练习说明
下面的记录中，哪几行包含“shirt”这个词？请把这些行逐一原样抄出。
------
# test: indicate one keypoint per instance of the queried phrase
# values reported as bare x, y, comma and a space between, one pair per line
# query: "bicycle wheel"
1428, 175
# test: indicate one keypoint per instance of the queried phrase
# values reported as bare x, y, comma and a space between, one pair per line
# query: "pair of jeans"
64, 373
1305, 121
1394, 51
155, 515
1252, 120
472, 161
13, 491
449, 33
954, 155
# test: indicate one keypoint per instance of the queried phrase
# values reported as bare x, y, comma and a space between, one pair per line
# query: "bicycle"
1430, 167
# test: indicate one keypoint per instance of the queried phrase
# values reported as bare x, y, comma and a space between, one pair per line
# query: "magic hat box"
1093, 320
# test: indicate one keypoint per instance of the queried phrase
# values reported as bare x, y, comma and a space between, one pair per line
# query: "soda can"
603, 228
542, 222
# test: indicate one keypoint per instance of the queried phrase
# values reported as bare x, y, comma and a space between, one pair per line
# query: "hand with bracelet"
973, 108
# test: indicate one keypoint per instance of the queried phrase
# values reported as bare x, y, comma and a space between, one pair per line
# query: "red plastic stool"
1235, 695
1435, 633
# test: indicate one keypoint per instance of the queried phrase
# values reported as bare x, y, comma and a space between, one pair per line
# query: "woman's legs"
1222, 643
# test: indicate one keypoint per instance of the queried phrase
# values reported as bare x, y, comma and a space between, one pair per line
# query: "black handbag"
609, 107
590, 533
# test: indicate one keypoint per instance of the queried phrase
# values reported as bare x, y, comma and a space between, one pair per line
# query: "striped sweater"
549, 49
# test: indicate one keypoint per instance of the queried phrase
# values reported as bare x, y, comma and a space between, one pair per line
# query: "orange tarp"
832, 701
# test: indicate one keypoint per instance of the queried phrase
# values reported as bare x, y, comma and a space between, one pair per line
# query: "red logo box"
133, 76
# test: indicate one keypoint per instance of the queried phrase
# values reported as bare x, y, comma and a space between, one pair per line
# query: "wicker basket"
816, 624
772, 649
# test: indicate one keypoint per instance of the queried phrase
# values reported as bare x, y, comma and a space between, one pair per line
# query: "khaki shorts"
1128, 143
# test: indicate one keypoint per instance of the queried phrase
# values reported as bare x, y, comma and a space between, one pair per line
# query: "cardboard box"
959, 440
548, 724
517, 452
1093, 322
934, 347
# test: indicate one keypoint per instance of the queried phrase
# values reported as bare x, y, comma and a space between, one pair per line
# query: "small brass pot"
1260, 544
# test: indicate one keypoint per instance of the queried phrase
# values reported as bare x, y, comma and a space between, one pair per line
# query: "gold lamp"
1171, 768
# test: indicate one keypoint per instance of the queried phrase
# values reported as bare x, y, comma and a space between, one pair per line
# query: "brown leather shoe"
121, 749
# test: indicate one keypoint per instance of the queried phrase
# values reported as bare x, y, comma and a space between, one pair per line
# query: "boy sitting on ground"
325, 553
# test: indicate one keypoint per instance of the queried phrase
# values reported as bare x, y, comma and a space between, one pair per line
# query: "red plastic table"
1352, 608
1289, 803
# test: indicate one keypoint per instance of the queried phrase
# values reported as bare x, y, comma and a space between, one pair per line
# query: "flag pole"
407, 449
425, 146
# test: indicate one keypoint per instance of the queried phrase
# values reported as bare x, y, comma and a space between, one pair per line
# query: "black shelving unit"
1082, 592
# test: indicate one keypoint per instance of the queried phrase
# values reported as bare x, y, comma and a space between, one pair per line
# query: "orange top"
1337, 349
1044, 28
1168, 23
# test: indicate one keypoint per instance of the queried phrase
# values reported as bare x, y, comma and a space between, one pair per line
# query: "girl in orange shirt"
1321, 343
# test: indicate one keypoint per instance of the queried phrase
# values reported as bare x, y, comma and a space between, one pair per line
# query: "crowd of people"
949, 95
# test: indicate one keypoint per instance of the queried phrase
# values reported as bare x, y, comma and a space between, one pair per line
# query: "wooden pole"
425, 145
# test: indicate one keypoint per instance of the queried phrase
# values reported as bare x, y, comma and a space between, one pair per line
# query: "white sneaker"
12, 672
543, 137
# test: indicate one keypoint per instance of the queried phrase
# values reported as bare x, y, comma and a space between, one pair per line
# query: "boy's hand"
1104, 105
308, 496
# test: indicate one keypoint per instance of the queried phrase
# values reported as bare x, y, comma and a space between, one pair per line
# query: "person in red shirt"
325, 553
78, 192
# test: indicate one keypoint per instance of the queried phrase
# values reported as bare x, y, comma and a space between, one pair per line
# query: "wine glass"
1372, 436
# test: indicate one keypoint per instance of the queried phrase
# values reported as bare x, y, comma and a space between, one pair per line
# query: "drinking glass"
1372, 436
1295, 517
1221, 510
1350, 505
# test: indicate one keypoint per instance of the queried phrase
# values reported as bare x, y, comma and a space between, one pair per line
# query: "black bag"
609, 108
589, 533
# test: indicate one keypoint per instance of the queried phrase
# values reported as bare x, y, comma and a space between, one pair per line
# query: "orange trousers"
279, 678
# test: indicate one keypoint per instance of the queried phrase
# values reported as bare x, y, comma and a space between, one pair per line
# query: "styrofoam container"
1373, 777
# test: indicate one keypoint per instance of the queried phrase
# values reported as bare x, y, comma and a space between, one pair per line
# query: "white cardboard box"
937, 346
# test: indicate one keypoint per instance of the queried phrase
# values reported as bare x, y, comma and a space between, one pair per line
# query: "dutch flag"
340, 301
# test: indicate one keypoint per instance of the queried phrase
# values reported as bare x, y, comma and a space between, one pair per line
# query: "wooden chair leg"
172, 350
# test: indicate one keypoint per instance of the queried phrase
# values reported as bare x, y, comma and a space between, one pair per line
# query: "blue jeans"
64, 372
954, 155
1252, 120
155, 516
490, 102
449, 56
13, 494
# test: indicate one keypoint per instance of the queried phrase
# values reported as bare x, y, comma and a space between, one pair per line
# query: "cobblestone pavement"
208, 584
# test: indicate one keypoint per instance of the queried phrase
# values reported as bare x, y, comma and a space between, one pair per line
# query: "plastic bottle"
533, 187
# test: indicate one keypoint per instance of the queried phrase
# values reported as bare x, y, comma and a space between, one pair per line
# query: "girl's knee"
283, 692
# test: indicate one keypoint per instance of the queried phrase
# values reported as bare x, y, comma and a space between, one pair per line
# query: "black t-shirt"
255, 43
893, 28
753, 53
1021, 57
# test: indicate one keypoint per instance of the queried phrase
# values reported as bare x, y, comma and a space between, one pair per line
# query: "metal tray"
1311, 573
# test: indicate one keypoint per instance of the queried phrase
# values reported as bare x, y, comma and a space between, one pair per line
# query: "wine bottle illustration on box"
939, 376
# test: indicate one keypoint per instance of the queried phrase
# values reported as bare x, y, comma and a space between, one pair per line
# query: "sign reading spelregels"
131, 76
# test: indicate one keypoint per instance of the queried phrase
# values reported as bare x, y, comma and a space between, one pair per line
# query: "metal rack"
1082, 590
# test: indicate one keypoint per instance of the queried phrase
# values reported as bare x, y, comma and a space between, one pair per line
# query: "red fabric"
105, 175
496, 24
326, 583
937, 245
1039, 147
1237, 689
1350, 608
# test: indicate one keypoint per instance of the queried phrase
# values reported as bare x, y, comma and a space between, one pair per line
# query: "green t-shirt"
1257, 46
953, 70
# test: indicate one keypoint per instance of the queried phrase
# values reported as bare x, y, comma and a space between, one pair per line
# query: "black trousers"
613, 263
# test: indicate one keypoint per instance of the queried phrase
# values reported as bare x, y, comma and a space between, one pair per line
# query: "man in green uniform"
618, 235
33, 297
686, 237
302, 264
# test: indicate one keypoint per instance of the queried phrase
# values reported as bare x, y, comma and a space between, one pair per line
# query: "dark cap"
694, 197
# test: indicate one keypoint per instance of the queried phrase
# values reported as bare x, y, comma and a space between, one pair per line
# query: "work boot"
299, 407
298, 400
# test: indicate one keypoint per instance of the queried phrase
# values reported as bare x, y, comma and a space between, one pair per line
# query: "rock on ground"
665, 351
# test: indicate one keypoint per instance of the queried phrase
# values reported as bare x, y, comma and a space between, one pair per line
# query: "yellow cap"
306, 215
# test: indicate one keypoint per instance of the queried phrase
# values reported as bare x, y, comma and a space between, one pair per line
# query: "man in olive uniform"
------
参考答案
# query: "girl in orange shirt"
# query: "person in red shirt"
# query: "black t-shirt"
# query: "green t-shirt"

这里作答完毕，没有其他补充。